**What you will do**
Can you write the next part of the article on Yehudi Menuhin below, picking up right after its last line?

**Document segment**
Music of Menuhin

NO musician embodied the musical spirit in its highest essence more than mystical violinist Yehudi Menuhin, be it breaking barriers and creating a concept of universal music or his fruitful relationship with artistes like sitarist Ravi Shankar among others, says a new book.

Yehudi Menuhin
Yehudi Menuhin

"Some of the greatest classical recordings of this century were made by Menuhin with the conductor Furtwangler...Music for Menuhin was a pure, all-forgiving force that went beyond hatred and revenge," writes Kolkata-based writer-filmmaker Kishore Chatterjee in Beethoven and Friends*.

Published by Niyogi Books, Beethoven and Friends presents the history of Western classical music through unusual stories of the many lives that shaped it.

According to the writer, Indians have a very high esteem of Menuhin.

"In the Indian context, Menuhin will always have a special niche, not only because of his sympathy with Indian music, or his friendship with Pandit Ravi Shankar, or because Jawaharlal Nehru attended his concerts, but because Menuhin was ultimately a renaissance personality much more than just a violinist — he was a humanitarian and a missionary of music,"

**Dataset section**
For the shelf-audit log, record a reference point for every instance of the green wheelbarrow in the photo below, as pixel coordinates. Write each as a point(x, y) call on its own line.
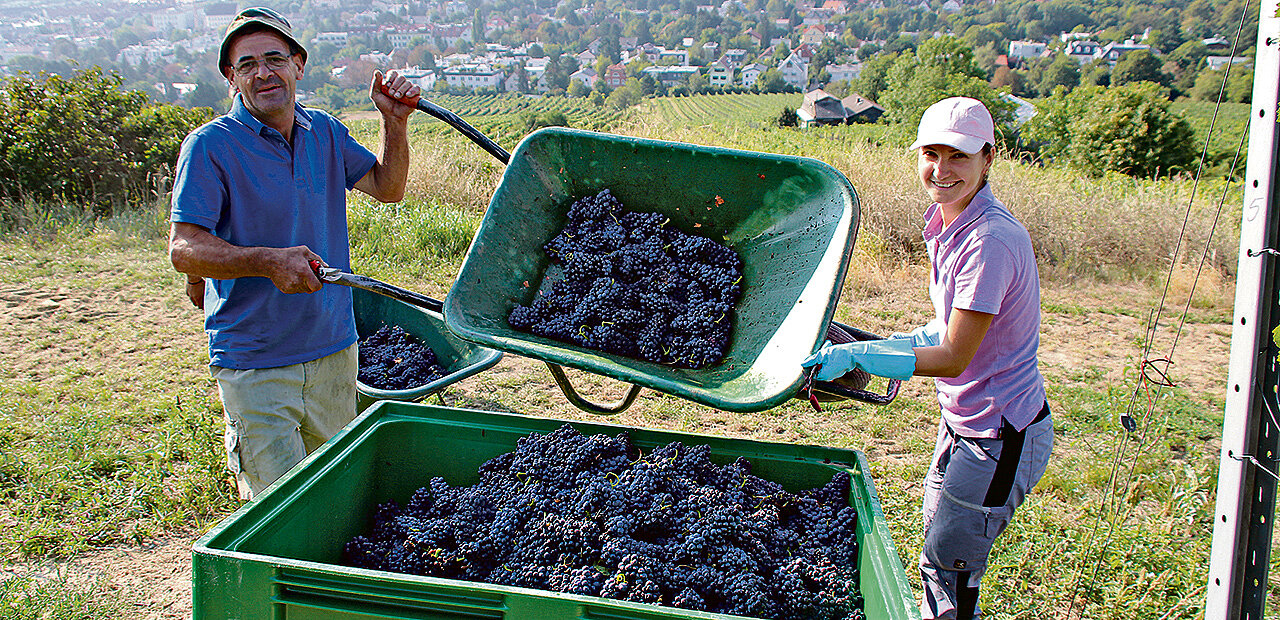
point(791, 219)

**Exercise response**
he writes.

"In this, he was much like the other great musician Mendelssohn."

The book addresses many aspects of Western classical music like why did Western classical music become polyphonic during the Renaissance? Is Western classical music associated with only the classical period? How did the 20th century impact Western classical music? What is the fate of Western classical music today? The writer says Menuhin was a music ambassador in true sense of the term, not for any particular country but for universal music.

"Old timers in Kolkata still talk of his concerts at the New Empire as if they had happened yesterday. Others remember him sharing jokes with Ravi Shankar. Still others cherish his many recordings, which introduced them to European classical music. Some quote his pithy sayings and words of spiritual wisdom and talk of the spirit of peace which he emanated," says the book.

Chatterjee says that it is as a recording artiste that Menuhin will be remembered by millions across the globe.

"It is his recorded legacy that will take him into the next centuries. Menuhin had been recording for about 70 years, and for most of the time on one label — which is some kind of a record," the book says.

*Beethoven and Friends
By
Kishore Chatterjee.
Niyogi Books.
Pages: 288. Rs 995.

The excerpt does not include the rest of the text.